[Image object location entries]

==================================================

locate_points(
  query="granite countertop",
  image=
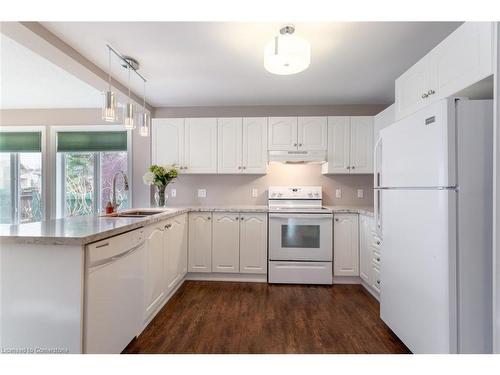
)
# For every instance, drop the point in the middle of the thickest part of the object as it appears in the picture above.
(362, 210)
(82, 230)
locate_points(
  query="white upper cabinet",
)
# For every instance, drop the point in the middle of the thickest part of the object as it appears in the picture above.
(242, 145)
(350, 145)
(200, 242)
(230, 144)
(254, 158)
(312, 133)
(200, 145)
(462, 59)
(339, 144)
(167, 141)
(361, 147)
(226, 242)
(253, 243)
(282, 134)
(345, 245)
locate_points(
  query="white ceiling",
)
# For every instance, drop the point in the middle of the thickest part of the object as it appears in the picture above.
(27, 80)
(221, 64)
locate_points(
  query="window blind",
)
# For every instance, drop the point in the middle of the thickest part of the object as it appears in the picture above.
(92, 141)
(20, 142)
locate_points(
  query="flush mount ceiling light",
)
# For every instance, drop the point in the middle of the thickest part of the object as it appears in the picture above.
(287, 53)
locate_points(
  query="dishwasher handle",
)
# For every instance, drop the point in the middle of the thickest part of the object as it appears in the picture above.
(114, 258)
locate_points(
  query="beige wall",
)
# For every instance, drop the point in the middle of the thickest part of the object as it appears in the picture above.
(237, 189)
(255, 111)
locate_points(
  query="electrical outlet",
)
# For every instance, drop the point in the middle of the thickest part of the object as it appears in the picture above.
(338, 193)
(255, 192)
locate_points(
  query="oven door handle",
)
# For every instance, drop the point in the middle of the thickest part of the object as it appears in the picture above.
(301, 216)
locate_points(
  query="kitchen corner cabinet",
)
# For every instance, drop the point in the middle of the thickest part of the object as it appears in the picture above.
(176, 231)
(167, 141)
(242, 145)
(297, 133)
(226, 242)
(345, 245)
(350, 145)
(200, 242)
(190, 144)
(253, 243)
(462, 59)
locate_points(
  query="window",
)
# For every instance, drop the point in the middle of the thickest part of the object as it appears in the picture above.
(86, 164)
(21, 177)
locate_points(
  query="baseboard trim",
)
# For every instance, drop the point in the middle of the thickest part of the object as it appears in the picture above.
(346, 280)
(238, 277)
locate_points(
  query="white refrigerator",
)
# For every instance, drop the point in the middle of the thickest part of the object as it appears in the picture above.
(433, 198)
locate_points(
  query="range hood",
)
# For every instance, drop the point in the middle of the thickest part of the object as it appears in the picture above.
(298, 157)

==================================================

### The task
Gather every line in the records above that contains the string "ceiling". Case counts, so match uppercase and lowercase letters exactly.

### In response
  query="white ceiling",
  query="flush mount ceiling light",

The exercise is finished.